**PROVIDED DATA**.

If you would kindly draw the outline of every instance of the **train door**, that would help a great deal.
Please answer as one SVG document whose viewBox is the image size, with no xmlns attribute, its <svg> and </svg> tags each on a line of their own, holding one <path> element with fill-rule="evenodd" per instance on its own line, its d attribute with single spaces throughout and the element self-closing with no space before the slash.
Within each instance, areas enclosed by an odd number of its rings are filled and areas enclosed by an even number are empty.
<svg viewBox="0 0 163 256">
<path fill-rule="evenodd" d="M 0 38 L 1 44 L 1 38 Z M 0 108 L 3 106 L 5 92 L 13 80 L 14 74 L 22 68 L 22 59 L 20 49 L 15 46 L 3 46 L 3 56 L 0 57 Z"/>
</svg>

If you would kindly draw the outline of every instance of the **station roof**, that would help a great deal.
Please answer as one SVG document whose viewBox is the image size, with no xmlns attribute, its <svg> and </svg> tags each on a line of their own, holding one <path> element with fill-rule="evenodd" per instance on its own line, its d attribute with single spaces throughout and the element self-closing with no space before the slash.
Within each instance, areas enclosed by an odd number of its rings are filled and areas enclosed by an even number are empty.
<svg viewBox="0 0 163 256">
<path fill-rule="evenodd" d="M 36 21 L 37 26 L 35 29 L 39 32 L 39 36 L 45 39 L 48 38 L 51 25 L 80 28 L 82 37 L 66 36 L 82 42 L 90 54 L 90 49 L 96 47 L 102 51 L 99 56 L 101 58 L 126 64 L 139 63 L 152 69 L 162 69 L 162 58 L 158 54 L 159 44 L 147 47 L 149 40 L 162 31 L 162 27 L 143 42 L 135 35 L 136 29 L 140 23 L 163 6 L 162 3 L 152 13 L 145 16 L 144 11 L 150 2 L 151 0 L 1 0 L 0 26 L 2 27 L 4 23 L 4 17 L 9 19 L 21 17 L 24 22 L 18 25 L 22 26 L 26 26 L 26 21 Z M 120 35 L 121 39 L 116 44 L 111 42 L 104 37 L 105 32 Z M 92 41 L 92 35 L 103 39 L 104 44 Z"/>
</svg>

**THE PROBLEM**. Copy all of the material above again, requests included, with every number in the answers (the viewBox dimensions and the path coordinates) multiplied by 1.6 and rounded to a whole number, halves rounding up. Leave the wording of the requests unchanged.

**CORRECT RESPONSE**.
If you would kindly draw the outline of every instance of the **train door**, that would help a great deal.
Please answer as one SVG document whose viewBox is the image size, with no xmlns attribute, its <svg> and </svg> tags each on a line of their own, holding one <path> element with fill-rule="evenodd" per instance on its own line, its d attribute with single spaces throughout and the element self-closing with no space before the slash.
Within each instance, areas enclosed by an odd number of its rings are filled and areas enclosed by an even number are empty.
<svg viewBox="0 0 261 410">
<path fill-rule="evenodd" d="M 0 61 L 2 70 L 2 61 Z M 0 173 L 5 170 L 8 147 L 21 128 L 22 118 L 35 109 L 35 94 L 32 78 L 24 74 L 5 74 L 5 90 L 0 91 Z"/>
</svg>

If you would kindly draw the outline of every instance of the **station roof**, that would help a great deal.
Please answer as one SVG document whose viewBox is the image size, with no xmlns attribute, its <svg> and </svg> tags each on a line of their own, holding one <path> element with fill-rule="evenodd" per instance on its own line, its d attribute with single spaces throughout and the element self-closing with no space before the slash.
Within each instance, areas enclosed by an odd number of its rings are filled and areas enclosed by an even number are empty.
<svg viewBox="0 0 261 410">
<path fill-rule="evenodd" d="M 58 34 L 59 42 L 56 46 L 62 51 L 62 58 L 72 62 L 77 61 L 82 40 L 128 45 L 131 59 L 106 58 L 131 67 L 144 86 L 144 78 L 154 75 L 163 82 L 158 90 L 162 93 L 202 102 L 222 101 L 243 110 L 259 110 L 259 93 L 253 86 L 254 70 L 235 75 L 238 64 L 259 50 L 259 43 L 229 67 L 216 56 L 218 46 L 224 37 L 261 10 L 259 5 L 243 21 L 232 26 L 230 18 L 240 3 L 242 0 L 2 0 L 0 42 L 3 43 L 6 37 L 6 27 L 14 30 L 34 27 L 38 35 L 29 40 L 35 42 L 42 42 L 42 34 Z M 192 56 L 194 62 L 186 70 L 178 67 L 166 59 L 168 51 Z M 147 66 L 147 56 L 165 62 L 166 70 Z"/>
</svg>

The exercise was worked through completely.